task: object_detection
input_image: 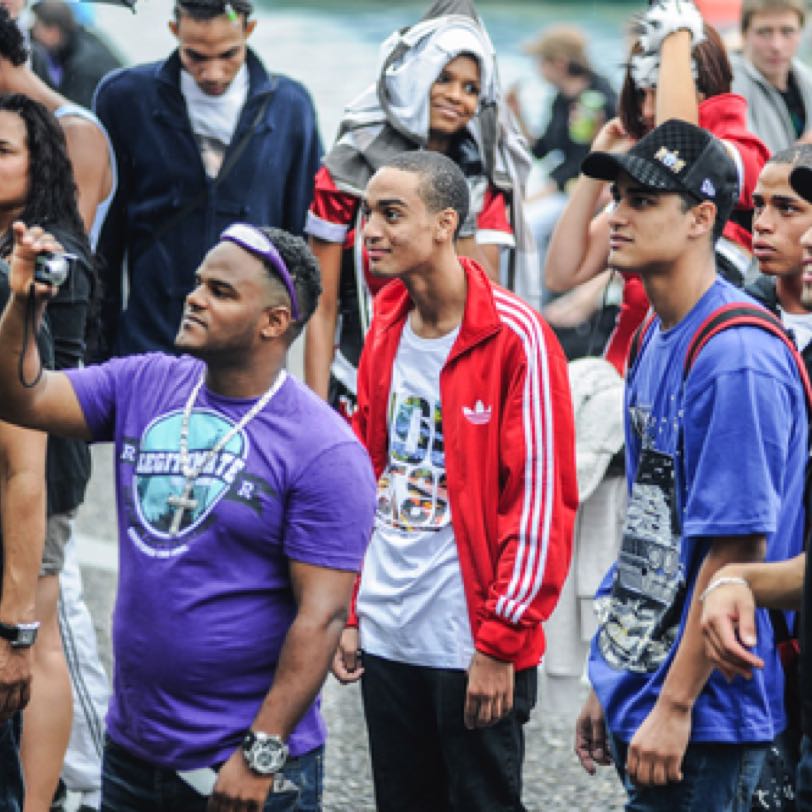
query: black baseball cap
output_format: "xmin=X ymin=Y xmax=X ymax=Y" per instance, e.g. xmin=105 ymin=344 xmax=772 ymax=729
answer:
xmin=581 ymin=119 xmax=739 ymax=236
xmin=789 ymin=164 xmax=812 ymax=203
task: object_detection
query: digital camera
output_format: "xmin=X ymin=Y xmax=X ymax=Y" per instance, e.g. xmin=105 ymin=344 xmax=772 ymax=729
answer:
xmin=34 ymin=251 xmax=76 ymax=288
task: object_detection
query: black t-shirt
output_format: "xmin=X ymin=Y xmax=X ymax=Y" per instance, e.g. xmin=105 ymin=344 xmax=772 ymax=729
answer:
xmin=0 ymin=224 xmax=93 ymax=516
xmin=45 ymin=225 xmax=93 ymax=516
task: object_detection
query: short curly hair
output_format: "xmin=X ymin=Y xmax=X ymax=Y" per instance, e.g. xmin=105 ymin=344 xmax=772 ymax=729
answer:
xmin=381 ymin=150 xmax=471 ymax=236
xmin=175 ymin=0 xmax=254 ymax=20
xmin=259 ymin=226 xmax=321 ymax=343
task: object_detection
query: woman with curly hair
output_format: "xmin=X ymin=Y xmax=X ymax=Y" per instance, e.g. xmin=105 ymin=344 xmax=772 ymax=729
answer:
xmin=0 ymin=94 xmax=96 ymax=812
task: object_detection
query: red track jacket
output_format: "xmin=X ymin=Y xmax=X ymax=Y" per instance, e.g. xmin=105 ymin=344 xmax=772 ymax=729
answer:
xmin=350 ymin=258 xmax=578 ymax=670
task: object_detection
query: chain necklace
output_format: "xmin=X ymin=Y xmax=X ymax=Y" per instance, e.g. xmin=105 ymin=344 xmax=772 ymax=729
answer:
xmin=166 ymin=369 xmax=288 ymax=537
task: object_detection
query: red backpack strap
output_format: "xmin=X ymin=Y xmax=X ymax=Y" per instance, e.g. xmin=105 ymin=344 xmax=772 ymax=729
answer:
xmin=682 ymin=302 xmax=812 ymax=412
xmin=626 ymin=310 xmax=657 ymax=375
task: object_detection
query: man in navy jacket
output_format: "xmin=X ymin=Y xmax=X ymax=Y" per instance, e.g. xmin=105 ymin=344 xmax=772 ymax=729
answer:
xmin=94 ymin=0 xmax=322 ymax=355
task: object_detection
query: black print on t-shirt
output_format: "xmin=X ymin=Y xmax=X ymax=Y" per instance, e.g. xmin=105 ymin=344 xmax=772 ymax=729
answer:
xmin=376 ymin=392 xmax=449 ymax=533
xmin=598 ymin=447 xmax=685 ymax=673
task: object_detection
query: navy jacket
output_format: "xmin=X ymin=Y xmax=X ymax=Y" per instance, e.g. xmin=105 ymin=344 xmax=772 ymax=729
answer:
xmin=94 ymin=50 xmax=322 ymax=355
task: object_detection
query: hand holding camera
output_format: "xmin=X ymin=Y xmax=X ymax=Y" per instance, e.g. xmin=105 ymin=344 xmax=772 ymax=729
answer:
xmin=9 ymin=221 xmax=75 ymax=299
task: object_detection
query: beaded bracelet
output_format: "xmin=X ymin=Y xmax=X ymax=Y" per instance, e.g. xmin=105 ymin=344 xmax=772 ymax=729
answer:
xmin=699 ymin=576 xmax=750 ymax=602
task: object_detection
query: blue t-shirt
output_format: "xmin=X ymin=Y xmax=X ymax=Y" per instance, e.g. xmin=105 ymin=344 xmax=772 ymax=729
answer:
xmin=68 ymin=354 xmax=375 ymax=769
xmin=589 ymin=280 xmax=807 ymax=742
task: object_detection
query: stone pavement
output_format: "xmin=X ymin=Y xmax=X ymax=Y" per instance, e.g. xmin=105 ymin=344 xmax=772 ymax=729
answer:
xmin=77 ymin=445 xmax=623 ymax=812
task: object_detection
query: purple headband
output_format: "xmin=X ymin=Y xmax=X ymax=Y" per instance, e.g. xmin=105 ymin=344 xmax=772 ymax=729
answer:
xmin=220 ymin=223 xmax=299 ymax=321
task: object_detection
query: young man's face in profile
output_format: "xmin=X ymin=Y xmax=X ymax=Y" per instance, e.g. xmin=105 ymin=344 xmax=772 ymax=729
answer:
xmin=171 ymin=11 xmax=256 ymax=96
xmin=753 ymin=163 xmax=812 ymax=276
xmin=363 ymin=167 xmax=448 ymax=277
xmin=608 ymin=172 xmax=691 ymax=273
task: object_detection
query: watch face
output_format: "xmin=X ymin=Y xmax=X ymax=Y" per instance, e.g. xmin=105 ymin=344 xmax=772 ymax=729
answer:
xmin=14 ymin=629 xmax=37 ymax=646
xmin=243 ymin=734 xmax=288 ymax=775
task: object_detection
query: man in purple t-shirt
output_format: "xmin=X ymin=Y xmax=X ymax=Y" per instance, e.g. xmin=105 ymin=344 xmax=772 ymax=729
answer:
xmin=0 ymin=223 xmax=375 ymax=812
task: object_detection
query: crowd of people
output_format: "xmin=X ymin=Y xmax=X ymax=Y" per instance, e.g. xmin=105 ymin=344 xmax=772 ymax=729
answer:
xmin=0 ymin=0 xmax=812 ymax=812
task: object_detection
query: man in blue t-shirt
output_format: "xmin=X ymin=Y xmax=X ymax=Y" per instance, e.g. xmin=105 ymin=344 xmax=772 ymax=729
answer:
xmin=576 ymin=120 xmax=807 ymax=810
xmin=0 ymin=223 xmax=375 ymax=812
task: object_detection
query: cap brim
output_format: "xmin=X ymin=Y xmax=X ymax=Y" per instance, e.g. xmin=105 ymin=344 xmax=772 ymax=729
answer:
xmin=581 ymin=152 xmax=690 ymax=194
xmin=789 ymin=164 xmax=812 ymax=203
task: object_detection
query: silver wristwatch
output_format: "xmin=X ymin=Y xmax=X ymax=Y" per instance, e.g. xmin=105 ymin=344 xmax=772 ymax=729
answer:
xmin=242 ymin=730 xmax=288 ymax=775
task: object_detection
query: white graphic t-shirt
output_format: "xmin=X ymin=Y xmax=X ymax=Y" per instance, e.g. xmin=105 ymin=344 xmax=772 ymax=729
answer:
xmin=357 ymin=320 xmax=474 ymax=669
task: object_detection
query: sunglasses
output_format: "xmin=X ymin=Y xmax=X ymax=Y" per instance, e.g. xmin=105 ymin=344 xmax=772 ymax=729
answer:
xmin=220 ymin=223 xmax=299 ymax=321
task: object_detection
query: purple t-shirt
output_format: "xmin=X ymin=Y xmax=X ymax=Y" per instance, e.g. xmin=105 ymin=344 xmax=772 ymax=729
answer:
xmin=68 ymin=354 xmax=375 ymax=769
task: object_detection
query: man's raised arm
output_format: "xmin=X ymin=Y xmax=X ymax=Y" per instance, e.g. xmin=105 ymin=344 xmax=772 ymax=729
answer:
xmin=0 ymin=222 xmax=90 ymax=439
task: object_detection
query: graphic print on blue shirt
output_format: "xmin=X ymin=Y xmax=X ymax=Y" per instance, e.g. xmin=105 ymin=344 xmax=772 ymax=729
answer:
xmin=598 ymin=444 xmax=685 ymax=672
xmin=377 ymin=391 xmax=449 ymax=533
xmin=121 ymin=409 xmax=254 ymax=558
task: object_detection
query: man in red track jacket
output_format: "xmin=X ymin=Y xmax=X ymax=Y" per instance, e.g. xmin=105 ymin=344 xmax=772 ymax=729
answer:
xmin=334 ymin=152 xmax=577 ymax=812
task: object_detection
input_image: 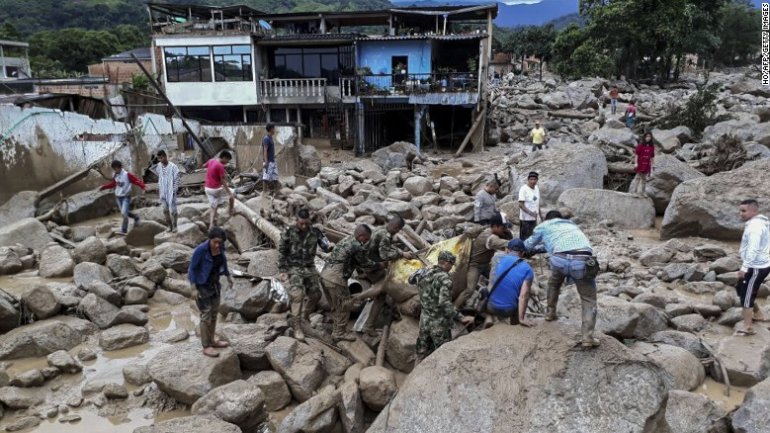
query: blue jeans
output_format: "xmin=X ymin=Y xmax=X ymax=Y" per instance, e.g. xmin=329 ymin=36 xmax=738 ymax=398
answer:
xmin=547 ymin=254 xmax=596 ymax=340
xmin=115 ymin=196 xmax=137 ymax=233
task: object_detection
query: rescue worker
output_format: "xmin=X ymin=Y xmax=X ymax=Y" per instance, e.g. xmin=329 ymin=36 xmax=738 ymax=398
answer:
xmin=278 ymin=209 xmax=331 ymax=341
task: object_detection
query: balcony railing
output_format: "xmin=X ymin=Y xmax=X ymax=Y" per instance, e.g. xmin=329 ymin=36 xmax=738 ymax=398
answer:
xmin=358 ymin=72 xmax=478 ymax=96
xmin=260 ymin=78 xmax=326 ymax=98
= = = = = = =
- [Written problem]: Count the lines in the entries above that contain the string "track", with case taken into account, and reply with the number alone.

- [Task result]: 2